Task prompt: Revise the article about Databricks from "Subscribe to enjoy" to "and Thrive Capital.", changing "fastest-growing" to "most rapidly expanding" and leaving everything else unchanged.

Excerpted text:
Subscribe to enjoy similar stories. When he was in college in Sweden, Ali Ghodsi read an article about a chief executive who was hired to save a struggling tech company. It reminded him of the surgeries his parents, both doctors, performed while he was growing up.
“I loved the fact that you could think about large corporations as patients, and you could perform surgery on them to make them super healthy and successful," he said. Ghodsi is now CEO of a software company called Databricks, which has quietly become one of the fastest-growing startups in Silicon Valley. The 11-year-old company is now valued at $62 billion after securing $10 billion from investors including Andreessen Horowitz and Thrive Capital.
The new funding, announced Tuesday, is among the largest in the history of venture capital. Ghodsi has gotten Databricks to this point thanks to the “strategic surgeries" he said he’s performed to keep the company healthy. After taking the reins in 2016, he grew sales by charging more for software that the company had originally given away for free.
Two years ago, when investors demanded efficiency, he slowed hiring and had his engineers build an AI bot called R2-D2 to boost productivity. Today, data scientists at some of America’s largest companies use Databricks’ software to analyze the large volumes of information they collect—a tool that’s become even more valuable with the rise of artificial intelligence. Walgreens, for example, uses Databricks to help forecast inventory for filling prescriptions, while Rivian uses it to improve the battery life of its electric trucks.

Given information:
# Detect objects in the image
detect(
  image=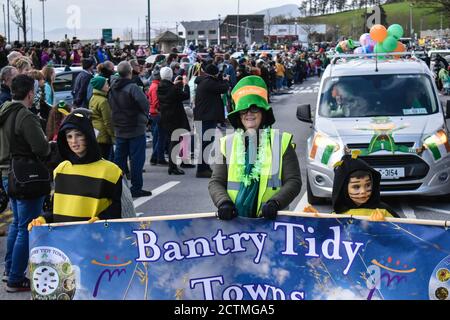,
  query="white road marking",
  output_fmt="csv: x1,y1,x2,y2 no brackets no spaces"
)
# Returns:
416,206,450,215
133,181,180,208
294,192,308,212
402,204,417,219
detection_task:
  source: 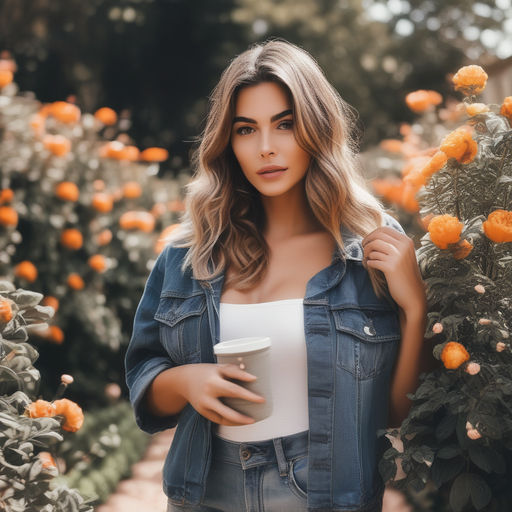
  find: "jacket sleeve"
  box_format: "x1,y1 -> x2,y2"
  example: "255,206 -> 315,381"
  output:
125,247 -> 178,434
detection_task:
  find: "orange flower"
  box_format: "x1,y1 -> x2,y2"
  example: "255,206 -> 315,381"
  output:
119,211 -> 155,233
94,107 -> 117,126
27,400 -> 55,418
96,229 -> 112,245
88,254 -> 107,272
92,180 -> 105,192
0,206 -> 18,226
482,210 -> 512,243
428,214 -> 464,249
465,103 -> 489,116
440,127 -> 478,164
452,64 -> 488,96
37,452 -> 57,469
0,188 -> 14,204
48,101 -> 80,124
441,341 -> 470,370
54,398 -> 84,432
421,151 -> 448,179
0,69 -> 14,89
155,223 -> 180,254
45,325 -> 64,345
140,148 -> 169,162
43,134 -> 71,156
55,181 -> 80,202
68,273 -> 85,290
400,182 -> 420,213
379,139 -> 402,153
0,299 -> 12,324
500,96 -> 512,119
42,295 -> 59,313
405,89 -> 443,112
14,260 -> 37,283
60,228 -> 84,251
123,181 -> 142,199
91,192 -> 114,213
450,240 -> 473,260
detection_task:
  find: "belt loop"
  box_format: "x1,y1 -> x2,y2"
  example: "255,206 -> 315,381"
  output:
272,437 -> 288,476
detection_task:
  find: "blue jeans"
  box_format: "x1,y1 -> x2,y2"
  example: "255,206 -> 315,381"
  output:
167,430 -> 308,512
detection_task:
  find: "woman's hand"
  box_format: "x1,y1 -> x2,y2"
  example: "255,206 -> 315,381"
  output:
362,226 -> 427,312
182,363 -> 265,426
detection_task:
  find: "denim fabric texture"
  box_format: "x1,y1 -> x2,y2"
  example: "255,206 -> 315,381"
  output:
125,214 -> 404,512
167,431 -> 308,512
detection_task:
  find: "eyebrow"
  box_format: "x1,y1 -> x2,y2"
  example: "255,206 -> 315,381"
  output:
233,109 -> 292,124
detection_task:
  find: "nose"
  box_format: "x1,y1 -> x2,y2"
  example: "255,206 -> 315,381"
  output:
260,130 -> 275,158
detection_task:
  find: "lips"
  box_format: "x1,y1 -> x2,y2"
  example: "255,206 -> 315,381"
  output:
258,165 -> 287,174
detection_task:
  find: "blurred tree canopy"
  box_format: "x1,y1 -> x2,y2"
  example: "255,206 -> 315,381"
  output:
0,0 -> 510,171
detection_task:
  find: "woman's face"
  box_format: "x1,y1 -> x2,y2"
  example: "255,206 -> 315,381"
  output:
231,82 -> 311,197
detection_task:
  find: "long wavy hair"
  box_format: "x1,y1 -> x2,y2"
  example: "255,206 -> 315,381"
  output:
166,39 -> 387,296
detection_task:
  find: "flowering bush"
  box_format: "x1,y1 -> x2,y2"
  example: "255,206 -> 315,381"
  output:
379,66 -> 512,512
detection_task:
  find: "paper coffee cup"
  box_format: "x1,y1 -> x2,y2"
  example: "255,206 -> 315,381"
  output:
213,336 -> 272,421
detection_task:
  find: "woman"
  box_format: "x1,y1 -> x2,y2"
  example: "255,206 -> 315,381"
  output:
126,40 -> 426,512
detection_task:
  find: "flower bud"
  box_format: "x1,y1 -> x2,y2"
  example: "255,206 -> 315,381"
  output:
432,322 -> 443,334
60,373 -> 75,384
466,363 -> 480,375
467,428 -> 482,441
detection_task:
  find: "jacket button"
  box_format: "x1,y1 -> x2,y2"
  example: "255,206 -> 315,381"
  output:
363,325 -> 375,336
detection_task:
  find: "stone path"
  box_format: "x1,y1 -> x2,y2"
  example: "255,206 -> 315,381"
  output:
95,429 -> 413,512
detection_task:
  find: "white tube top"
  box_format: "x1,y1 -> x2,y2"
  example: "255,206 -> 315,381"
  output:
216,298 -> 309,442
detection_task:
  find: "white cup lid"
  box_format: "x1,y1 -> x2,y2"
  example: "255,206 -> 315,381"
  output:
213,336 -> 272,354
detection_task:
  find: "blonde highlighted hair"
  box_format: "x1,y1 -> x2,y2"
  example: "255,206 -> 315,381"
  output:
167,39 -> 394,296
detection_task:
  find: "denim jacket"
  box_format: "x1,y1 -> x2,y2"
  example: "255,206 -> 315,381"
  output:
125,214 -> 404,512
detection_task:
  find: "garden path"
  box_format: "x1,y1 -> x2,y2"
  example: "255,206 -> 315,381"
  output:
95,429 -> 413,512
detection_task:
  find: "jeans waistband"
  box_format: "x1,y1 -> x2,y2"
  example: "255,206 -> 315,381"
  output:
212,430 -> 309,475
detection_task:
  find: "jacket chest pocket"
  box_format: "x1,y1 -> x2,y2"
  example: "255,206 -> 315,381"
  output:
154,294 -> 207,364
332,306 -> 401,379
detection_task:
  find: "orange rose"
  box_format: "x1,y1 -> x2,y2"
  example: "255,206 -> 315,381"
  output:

Answer for this exercise:
Subscribe to enjoy similar stories. When he was in college in Sweden, Ali Ghodsi read an article about a chief executive who was hired to save a struggling tech company. It reminded him of the surgeries his parents, both doctors, performed while he was growing up.
“I loved the fact that you could think about large corporations as patients, and you could perform surgery on them to make them super healthy and successful," he said. Ghodsi is now CEO of a software company called Databricks, which has quietly become one of the most rapidly expanding startups in Silicon Valley. The 11-year-old company is now valued at $62 billion after securing $10 billion from investors including Andreessen Horowitz and Thrive Capital.